## EXERCISE REQUIREMENTS
Identify every line in the records below that contains the string "building", and copy each of those lines. Case counts.

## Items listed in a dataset
+===+
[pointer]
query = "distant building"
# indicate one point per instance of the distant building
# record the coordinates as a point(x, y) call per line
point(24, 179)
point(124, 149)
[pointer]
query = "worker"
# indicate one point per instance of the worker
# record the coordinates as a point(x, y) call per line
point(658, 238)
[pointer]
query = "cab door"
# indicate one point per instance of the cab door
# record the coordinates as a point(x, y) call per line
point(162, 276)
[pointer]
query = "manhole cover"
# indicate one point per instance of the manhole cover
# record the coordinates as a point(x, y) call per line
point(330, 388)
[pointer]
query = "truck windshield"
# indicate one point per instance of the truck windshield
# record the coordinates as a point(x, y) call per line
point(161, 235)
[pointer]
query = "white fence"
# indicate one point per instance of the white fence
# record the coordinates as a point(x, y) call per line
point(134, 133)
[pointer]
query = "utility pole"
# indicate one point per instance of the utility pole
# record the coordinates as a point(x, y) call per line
+===+
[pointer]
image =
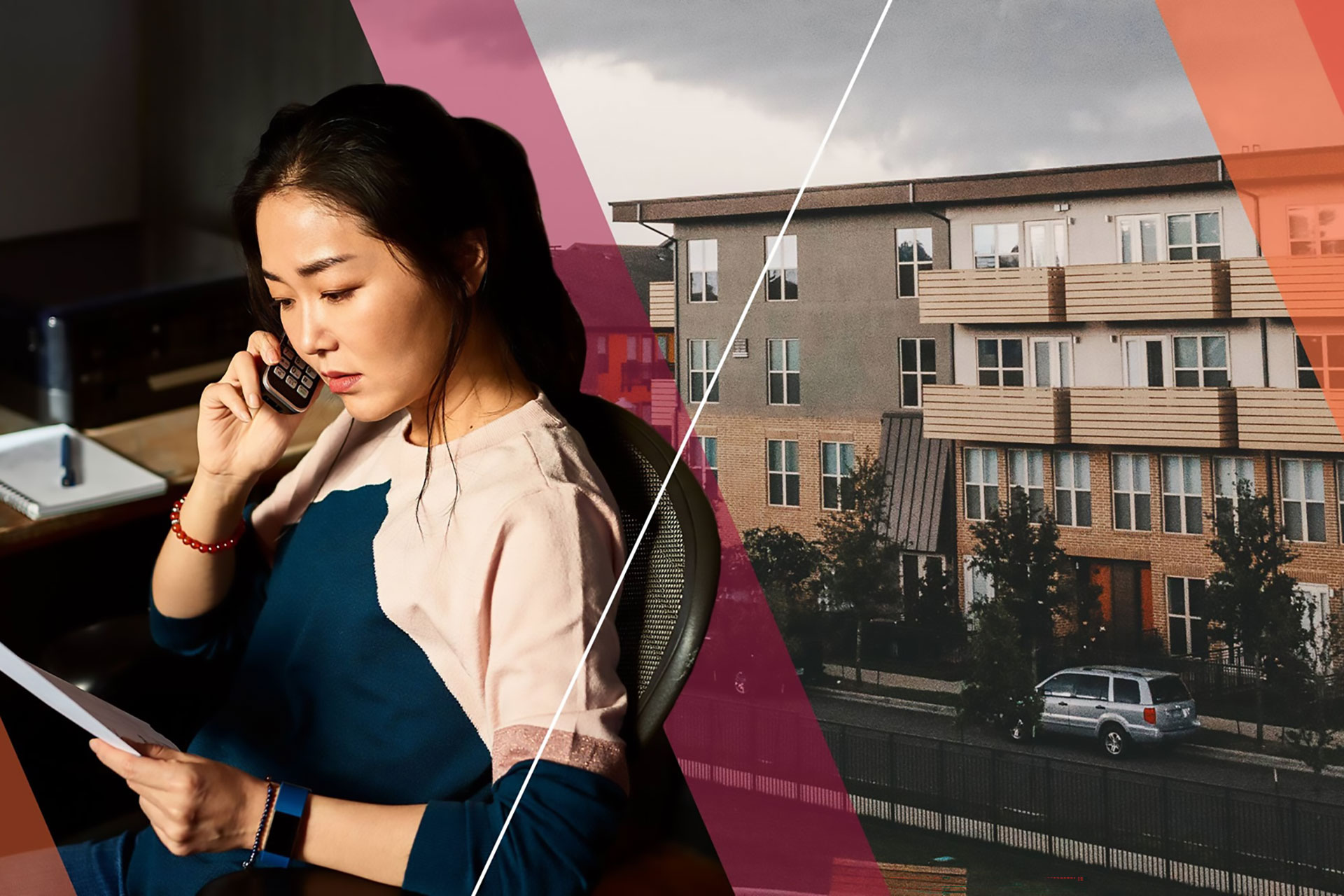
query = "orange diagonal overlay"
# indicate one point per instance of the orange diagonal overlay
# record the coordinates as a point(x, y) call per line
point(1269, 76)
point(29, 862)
+===+
## EXPECTED ANSWER
query = "distant building"
# indicate one point per instance of the distant building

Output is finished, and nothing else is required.